Task description: Give every scripture reading that the lectionary commentary below lists as a text.

Page extract:
+ + +

Texts: Exodus 32:1-14; Psalm 106:1-6, 19-23; Philippians 4:1-9; Matthew 22:1-14
Theme: God’s grace invites everyone to conversion to God’s way of life, in accepting this free gift the people of God commit themselves to living God’s way.
These texts speak of great grace and severe judgment, with the harshest words and toughest judgment reserved not for the outsider but for people who claim to be followers of the Triune God. One of the emphases of the missional church movement is the need for the continual conversion of the church, and these texts fit that emphasis.
Two themes wind through these texts. First, in opposition to Frank Sinatra’s classic “I did it my way” this Sunday’s texts remind us that “doing it our way” leads to trouble. Aaron and the people of Israel decide to do it their way – and the golden calf results. Paul urges the church to take steps to end the disagreement between Euodia and Syntyche – both of whom appear to have wanted it their way. In Matthew, Jesus warns of the danger on the one hand of doing it our way and missing the wedding banquet – and on the other of ignoring the instructions to guests and attending the banquet our way. (This is Matthew’s telling of the parable of the banquet not Luke’s, the preacher needs to be careful to not preach Luke’s more familiar version.)
The invitation to conversion is extended to all, it is an all-encompassing invitation – the Israelites, the two combatants in Philippi, those invited to the wedding banquet – all are invited to stop doing it their way and start doing it God’s way. Those who recognize that their way is broken are open to accepting the invitation.
Second, there are expectations that come with accepting the invitation to be the people of God. God expected the people of Israel to remain faithful during the time Moses was receiving the Law, but they weren’t faithful. The two in Philippi should have been able to get along and live in peace, but they couldn’t. All the wedding guests were expected to be properly attired. In the parable of the wedding banquet the king’s anger burns most hotly not against those who did not accept his invitation (although he is angered by their decision), but against the one who came to the banquet unchanged. It is only Moses reminding God that God’s reputation would be at risk that prevents God from destroying the people of Israel.
Having accepted the invitation to be part of the family of God, God’s people are expected to live up to their calling; that being: from Exodus, to be faithful to God; from Philippians, to be together in unity; from Matthew, (looking ahead to the end of chapter 22) to follow the great commandment.

+ + +

Data provided:
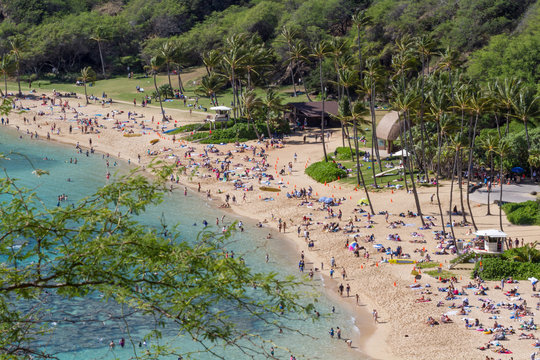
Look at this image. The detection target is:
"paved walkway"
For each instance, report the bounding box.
[469,184,540,204]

+ + +

Exercise response:
Exodus 32:1-14
Psalm 106:1-6, 19-23
Philippians 4:1-9
Matthew 22:1-14